### Work to be completed
Starting at the line that contains "Warehouse pick-planner input: mark the center mirror", print every remaining line of the entries, unchanged, and output nothing more.

### Data supplied
"""

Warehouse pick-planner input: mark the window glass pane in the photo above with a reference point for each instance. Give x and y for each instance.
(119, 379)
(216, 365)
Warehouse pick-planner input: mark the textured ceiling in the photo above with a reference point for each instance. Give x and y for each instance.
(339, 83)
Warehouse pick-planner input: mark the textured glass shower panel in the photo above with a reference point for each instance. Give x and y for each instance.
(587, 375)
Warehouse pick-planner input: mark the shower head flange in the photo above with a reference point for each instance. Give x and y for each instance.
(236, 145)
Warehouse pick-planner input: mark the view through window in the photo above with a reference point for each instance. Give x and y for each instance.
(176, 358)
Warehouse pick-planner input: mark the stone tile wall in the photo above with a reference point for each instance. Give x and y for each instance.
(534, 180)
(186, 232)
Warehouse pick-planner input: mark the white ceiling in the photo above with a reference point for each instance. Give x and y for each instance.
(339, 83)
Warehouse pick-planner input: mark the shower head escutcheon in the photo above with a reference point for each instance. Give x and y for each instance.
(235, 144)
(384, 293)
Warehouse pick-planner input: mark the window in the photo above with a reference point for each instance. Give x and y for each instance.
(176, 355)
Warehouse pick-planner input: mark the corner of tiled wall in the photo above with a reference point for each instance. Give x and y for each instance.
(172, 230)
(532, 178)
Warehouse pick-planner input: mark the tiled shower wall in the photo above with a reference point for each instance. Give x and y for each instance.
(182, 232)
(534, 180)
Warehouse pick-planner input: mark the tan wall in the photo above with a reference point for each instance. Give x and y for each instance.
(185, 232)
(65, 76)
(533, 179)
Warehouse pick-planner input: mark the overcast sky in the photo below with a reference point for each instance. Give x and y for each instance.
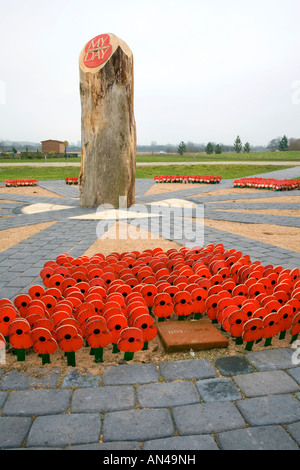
(205, 70)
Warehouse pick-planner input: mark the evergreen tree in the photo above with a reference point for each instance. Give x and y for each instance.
(238, 145)
(209, 149)
(283, 144)
(218, 149)
(181, 148)
(247, 147)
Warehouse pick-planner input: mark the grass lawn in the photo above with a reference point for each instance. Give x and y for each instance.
(60, 173)
(237, 157)
(39, 173)
(199, 157)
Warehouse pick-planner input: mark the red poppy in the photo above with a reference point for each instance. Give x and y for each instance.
(65, 305)
(54, 292)
(256, 289)
(271, 327)
(240, 289)
(56, 281)
(295, 304)
(236, 322)
(4, 302)
(252, 331)
(107, 277)
(250, 306)
(204, 283)
(221, 306)
(171, 290)
(215, 289)
(97, 282)
(94, 273)
(115, 324)
(43, 343)
(286, 316)
(183, 304)
(58, 316)
(36, 292)
(45, 274)
(68, 338)
(130, 341)
(49, 301)
(44, 323)
(67, 283)
(216, 279)
(146, 324)
(97, 336)
(281, 296)
(198, 298)
(19, 336)
(227, 311)
(238, 300)
(7, 314)
(21, 302)
(149, 292)
(124, 289)
(96, 301)
(97, 290)
(295, 275)
(271, 306)
(211, 304)
(295, 330)
(134, 296)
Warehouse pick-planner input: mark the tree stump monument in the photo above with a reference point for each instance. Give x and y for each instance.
(108, 131)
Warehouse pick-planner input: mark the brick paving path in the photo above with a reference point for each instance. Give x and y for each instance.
(234, 402)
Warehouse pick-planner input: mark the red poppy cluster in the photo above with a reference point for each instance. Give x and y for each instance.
(27, 182)
(71, 180)
(267, 183)
(187, 179)
(96, 301)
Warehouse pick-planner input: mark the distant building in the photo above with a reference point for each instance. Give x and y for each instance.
(53, 146)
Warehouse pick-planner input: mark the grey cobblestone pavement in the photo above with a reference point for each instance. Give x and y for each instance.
(231, 402)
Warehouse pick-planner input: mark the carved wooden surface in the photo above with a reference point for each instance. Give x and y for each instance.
(108, 132)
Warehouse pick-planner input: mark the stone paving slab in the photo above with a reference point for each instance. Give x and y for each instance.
(257, 438)
(157, 414)
(231, 402)
(65, 429)
(138, 425)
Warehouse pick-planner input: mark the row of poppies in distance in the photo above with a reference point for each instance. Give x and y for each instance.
(71, 180)
(115, 299)
(187, 179)
(21, 182)
(267, 183)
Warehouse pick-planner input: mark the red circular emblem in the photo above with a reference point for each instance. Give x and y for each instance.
(97, 51)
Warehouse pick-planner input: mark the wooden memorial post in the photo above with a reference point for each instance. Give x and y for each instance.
(108, 132)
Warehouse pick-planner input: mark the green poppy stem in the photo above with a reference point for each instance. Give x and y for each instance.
(21, 353)
(98, 354)
(128, 356)
(71, 358)
(268, 342)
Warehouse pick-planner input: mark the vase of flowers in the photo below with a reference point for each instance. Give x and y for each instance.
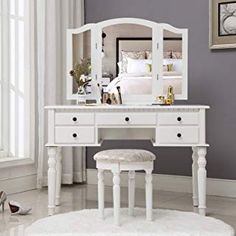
(81, 73)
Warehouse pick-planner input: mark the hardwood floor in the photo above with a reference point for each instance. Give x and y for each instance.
(78, 197)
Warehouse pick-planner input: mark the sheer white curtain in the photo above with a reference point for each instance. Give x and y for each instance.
(53, 18)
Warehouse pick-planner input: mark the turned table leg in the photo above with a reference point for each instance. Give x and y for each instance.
(194, 176)
(52, 152)
(131, 192)
(202, 174)
(58, 175)
(101, 193)
(116, 196)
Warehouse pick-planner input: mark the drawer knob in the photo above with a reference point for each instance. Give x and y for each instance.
(179, 135)
(179, 118)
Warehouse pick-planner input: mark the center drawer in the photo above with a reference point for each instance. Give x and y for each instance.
(126, 118)
(79, 135)
(178, 118)
(73, 118)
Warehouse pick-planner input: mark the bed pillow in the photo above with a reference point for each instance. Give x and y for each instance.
(138, 75)
(177, 64)
(132, 55)
(138, 66)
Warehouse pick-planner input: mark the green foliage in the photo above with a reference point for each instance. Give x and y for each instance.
(81, 72)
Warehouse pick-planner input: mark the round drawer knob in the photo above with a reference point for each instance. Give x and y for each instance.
(179, 119)
(179, 135)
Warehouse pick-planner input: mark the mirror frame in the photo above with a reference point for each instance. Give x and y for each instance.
(157, 55)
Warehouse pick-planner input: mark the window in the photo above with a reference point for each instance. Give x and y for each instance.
(16, 79)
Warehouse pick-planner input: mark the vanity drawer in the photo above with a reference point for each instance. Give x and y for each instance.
(71, 118)
(80, 135)
(178, 118)
(177, 135)
(127, 118)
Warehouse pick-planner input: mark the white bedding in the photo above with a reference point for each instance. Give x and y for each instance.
(130, 84)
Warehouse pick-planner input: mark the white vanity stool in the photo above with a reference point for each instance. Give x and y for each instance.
(117, 160)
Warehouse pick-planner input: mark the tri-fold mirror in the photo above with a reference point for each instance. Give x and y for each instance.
(142, 58)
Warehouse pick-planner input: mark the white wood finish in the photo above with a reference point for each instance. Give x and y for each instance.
(157, 55)
(131, 192)
(79, 135)
(74, 118)
(178, 118)
(194, 176)
(101, 193)
(116, 169)
(161, 125)
(176, 134)
(116, 195)
(202, 180)
(52, 151)
(173, 183)
(58, 176)
(148, 179)
(128, 118)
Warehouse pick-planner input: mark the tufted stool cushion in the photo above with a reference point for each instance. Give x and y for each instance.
(124, 155)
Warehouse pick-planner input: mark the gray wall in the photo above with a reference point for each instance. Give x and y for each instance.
(212, 81)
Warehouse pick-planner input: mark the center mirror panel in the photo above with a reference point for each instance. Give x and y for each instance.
(126, 59)
(172, 62)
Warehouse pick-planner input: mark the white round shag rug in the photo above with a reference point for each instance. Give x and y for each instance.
(166, 223)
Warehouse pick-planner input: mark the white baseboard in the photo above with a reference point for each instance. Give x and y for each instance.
(175, 183)
(18, 184)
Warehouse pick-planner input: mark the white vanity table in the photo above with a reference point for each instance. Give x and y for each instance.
(164, 126)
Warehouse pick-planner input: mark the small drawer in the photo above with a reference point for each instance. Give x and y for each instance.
(178, 118)
(79, 135)
(116, 118)
(177, 135)
(71, 118)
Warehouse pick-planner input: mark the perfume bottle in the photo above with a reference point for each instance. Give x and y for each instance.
(170, 96)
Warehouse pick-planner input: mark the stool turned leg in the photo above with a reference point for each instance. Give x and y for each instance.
(194, 176)
(148, 179)
(101, 193)
(116, 196)
(131, 192)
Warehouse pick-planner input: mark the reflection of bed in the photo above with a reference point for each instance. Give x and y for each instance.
(140, 82)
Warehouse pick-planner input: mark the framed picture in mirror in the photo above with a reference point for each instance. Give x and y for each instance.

"""

### Correct response
Warehouse pick-planner input: mark the center mirror panel in the photo above with a reference point for each instance. Give x and y for each instance.
(126, 59)
(172, 62)
Warehouse pick-planner input: mark the white round shag rug in the photo above with a reference point for each instance. Give x and y for each instance.
(166, 223)
Warehouse pick-planner input: mark the white baseboard in the photo above with a reference point for each instance. Give x and y for each instance.
(175, 183)
(18, 184)
Warehouse pick-planner input: mark the white vanity table in the photo above with a reference point for each instance. Give x and y for each instance.
(164, 126)
Warehouse pick-planner input: mark the small drawer in the photo above with a reference point for each instance. Give x and y for each instance.
(178, 118)
(79, 135)
(116, 118)
(177, 135)
(71, 118)
Warehouse pick-planner input: mark the perfume bottle in the photo above with a reference point for each instance. Give x and y for each instance.
(170, 96)
Warehouse pick-planner input: mark the stool turned leg in the photo above with a reference point for each instance. Give x and y for each instance.
(194, 176)
(148, 179)
(101, 193)
(116, 196)
(131, 192)
Warehouse pick-planner input: mark the reflection of bed in the photo above with a reference point for each instance. Give x and y for each instance.
(140, 82)
Warehouse pick-planner input: mark the framed picture in mirror in the photo above with a reference point for each instance. Give x and y for each instance.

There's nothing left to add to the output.